___ EXCERPTED RECORDS
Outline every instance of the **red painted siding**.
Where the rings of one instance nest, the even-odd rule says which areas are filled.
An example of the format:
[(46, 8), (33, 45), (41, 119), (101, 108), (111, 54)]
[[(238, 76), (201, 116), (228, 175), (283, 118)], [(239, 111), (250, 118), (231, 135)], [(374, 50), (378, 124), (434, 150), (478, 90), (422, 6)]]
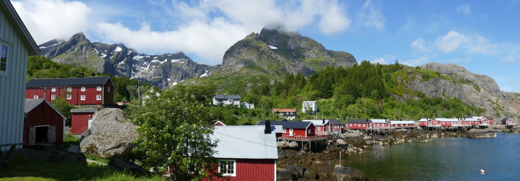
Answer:
[(27, 117), (23, 118), (23, 147), (27, 147), (29, 143), (29, 128), (36, 126), (56, 126), (56, 138), (57, 144), (63, 142), (64, 134), (63, 118), (54, 110), (48, 104), (44, 102), (27, 113)]
[(276, 173), (275, 172), (275, 159), (237, 159), (236, 162), (236, 176), (227, 177), (225, 179), (214, 180), (230, 181), (274, 180)]
[(88, 118), (92, 118), (94, 114), (94, 113), (72, 113), (72, 127), (70, 132), (74, 134), (83, 134), (88, 129)]

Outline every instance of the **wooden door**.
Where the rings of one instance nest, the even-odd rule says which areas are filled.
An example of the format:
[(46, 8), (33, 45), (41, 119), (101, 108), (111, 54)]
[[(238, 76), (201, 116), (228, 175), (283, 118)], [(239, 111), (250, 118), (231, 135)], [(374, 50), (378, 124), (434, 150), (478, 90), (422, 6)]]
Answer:
[(56, 142), (56, 127), (50, 126), (47, 128), (47, 140), (49, 143)]
[(36, 127), (29, 127), (29, 136), (28, 145), (32, 146), (36, 144)]

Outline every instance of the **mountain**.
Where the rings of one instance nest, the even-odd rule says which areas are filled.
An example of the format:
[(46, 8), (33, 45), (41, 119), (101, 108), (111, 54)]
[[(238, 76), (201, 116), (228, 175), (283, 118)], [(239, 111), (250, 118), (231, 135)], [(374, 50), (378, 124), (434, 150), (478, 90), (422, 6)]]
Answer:
[(205, 76), (213, 67), (198, 64), (181, 52), (148, 55), (123, 43), (91, 42), (82, 33), (69, 40), (54, 39), (39, 47), (42, 55), (55, 62), (94, 67), (99, 73), (138, 79), (161, 88)]

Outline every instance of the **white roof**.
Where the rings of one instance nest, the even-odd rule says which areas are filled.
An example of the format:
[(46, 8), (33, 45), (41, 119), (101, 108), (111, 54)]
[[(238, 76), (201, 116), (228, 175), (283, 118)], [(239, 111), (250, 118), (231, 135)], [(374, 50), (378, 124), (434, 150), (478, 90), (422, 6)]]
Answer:
[(374, 123), (386, 123), (388, 121), (387, 119), (370, 119)]
[(392, 120), (390, 122), (391, 125), (397, 125), (399, 124), (415, 124), (413, 120)]
[(210, 137), (218, 141), (218, 158), (278, 159), (276, 147), (277, 130), (281, 126), (271, 126), (271, 132), (264, 132), (265, 126), (216, 126)]
[(456, 122), (459, 121), (459, 119), (456, 118), (436, 118), (435, 120), (441, 122)]
[[(328, 121), (328, 120), (325, 120), (325, 124), (327, 124), (327, 122)], [(325, 125), (324, 124), (323, 124), (323, 120), (302, 120), (302, 122), (312, 122), (314, 126), (323, 126)]]

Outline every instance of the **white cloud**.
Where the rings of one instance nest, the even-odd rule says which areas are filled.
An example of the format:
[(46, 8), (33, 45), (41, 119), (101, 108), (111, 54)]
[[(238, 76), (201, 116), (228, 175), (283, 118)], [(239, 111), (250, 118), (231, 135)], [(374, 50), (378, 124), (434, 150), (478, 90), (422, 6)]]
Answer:
[(406, 65), (411, 67), (415, 67), (417, 66), (420, 66), (424, 63), (426, 63), (430, 59), (430, 57), (426, 55), (423, 55), (417, 59), (412, 59), (401, 62), (400, 63), (403, 65)]
[(34, 41), (67, 39), (87, 29), (92, 9), (81, 2), (22, 0), (11, 2)]
[(359, 13), (359, 21), (367, 27), (373, 27), (379, 31), (385, 29), (386, 18), (379, 9), (372, 3), (371, 0), (367, 0), (361, 7)]
[(515, 58), (515, 57), (513, 57), (513, 55), (509, 55), (508, 56), (506, 56), (504, 58), (502, 59), (502, 61), (501, 61), (500, 62), (502, 62), (502, 63), (513, 63), (516, 62), (516, 58)]
[(463, 4), (457, 8), (457, 13), (466, 17), (471, 17), (471, 7), (467, 4)]
[(410, 48), (413, 50), (414, 53), (428, 53), (431, 51), (431, 50), (426, 47), (426, 41), (422, 39), (422, 38), (419, 37), (417, 38), (417, 40), (412, 42), (410, 44)]
[(445, 53), (449, 53), (456, 50), (461, 44), (465, 43), (467, 41), (467, 37), (464, 35), (457, 32), (451, 31), (446, 35), (437, 38), (435, 40), (435, 44)]

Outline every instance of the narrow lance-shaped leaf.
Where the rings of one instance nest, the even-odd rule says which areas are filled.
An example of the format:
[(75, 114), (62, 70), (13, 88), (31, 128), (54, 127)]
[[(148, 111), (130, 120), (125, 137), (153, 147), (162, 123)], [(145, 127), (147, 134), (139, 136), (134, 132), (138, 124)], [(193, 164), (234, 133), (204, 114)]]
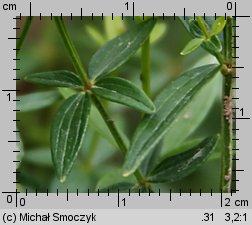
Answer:
[(170, 83), (156, 98), (156, 112), (146, 115), (137, 127), (124, 164), (124, 175), (132, 174), (171, 129), (176, 116), (198, 90), (219, 70), (219, 65), (201, 66), (185, 72)]
[[(218, 19), (219, 18), (220, 17), (218, 17)], [(198, 22), (196, 20), (194, 20), (193, 17), (186, 16), (185, 20), (183, 17), (179, 17), (179, 19), (183, 23), (185, 28), (190, 32), (190, 34), (194, 38), (204, 37), (204, 34), (203, 34)], [(214, 29), (215, 33), (216, 33), (216, 32), (219, 32), (220, 29), (223, 29), (222, 28), (223, 24), (221, 24), (220, 27), (218, 27), (217, 24), (215, 24), (216, 21), (215, 21), (214, 17), (207, 16), (207, 17), (205, 17), (204, 24), (208, 30), (210, 27), (210, 28)], [(217, 35), (214, 35), (215, 33), (212, 33), (209, 30), (209, 33), (210, 33), (211, 37), (208, 40), (204, 41), (203, 44), (201, 45), (201, 47), (203, 47), (205, 50), (209, 51), (211, 54), (215, 55), (216, 52), (218, 53), (218, 52), (222, 51), (222, 46), (224, 44), (223, 43), (223, 32), (219, 32)]]
[(50, 87), (83, 88), (80, 77), (75, 73), (66, 70), (34, 73), (26, 76), (25, 80)]
[(148, 181), (174, 182), (196, 171), (214, 151), (218, 135), (204, 139), (197, 146), (180, 154), (164, 158), (151, 172)]
[(44, 91), (18, 96), (17, 109), (29, 112), (50, 106), (60, 98), (58, 91)]
[(94, 79), (106, 75), (125, 63), (148, 38), (155, 22), (148, 20), (138, 24), (100, 48), (90, 60), (89, 76)]
[(52, 124), (51, 150), (57, 176), (64, 182), (82, 146), (88, 117), (90, 97), (79, 93), (60, 107)]
[(155, 111), (155, 106), (148, 96), (126, 79), (105, 77), (94, 85), (92, 92), (102, 98), (127, 105), (145, 113)]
______
■ YOUR TASK ■
Arrange the lines from the one containing "Outline every instance of the **white cloud**." up to and including the one containing "42), (410, 44)]" as a numbered list, leaving out any blank lines.

■ SOLUTION FOR THIS PROBLEM ■
1. Outline every instance of the **white cloud**.
2. Where the rings of one instance nest, the even-odd rule says which areas are filled.
3. An example of the format:
4. [(46, 8), (33, 45), (41, 119), (101, 108), (111, 54)]
5. [[(238, 76), (201, 116), (228, 175), (283, 118)], [(239, 111), (250, 118), (231, 135)], [(374, 50), (378, 124), (434, 150), (478, 90), (422, 6)]]
6. Answer:
7. [(406, 65), (411, 67), (415, 67), (417, 66), (420, 66), (424, 63), (426, 63), (430, 59), (430, 57), (426, 55), (423, 55), (417, 59), (412, 59), (401, 62), (400, 63), (403, 65)]
8. [(34, 41), (67, 39), (87, 29), (92, 9), (81, 2), (22, 0), (11, 2)]
9. [(359, 13), (359, 21), (367, 27), (373, 27), (379, 31), (385, 29), (386, 18), (379, 9), (372, 3), (371, 0), (367, 0), (361, 7)]
10. [(515, 58), (515, 57), (513, 57), (513, 55), (509, 55), (508, 56), (506, 56), (504, 58), (502, 59), (502, 61), (501, 61), (500, 62), (502, 62), (502, 63), (513, 63), (516, 62), (516, 58)]
11. [(463, 4), (457, 8), (457, 13), (466, 17), (471, 17), (471, 7), (467, 4)]
12. [(410, 48), (413, 50), (414, 53), (428, 53), (431, 51), (431, 50), (426, 47), (426, 41), (422, 39), (422, 38), (419, 37), (417, 38), (417, 40), (412, 42), (410, 44)]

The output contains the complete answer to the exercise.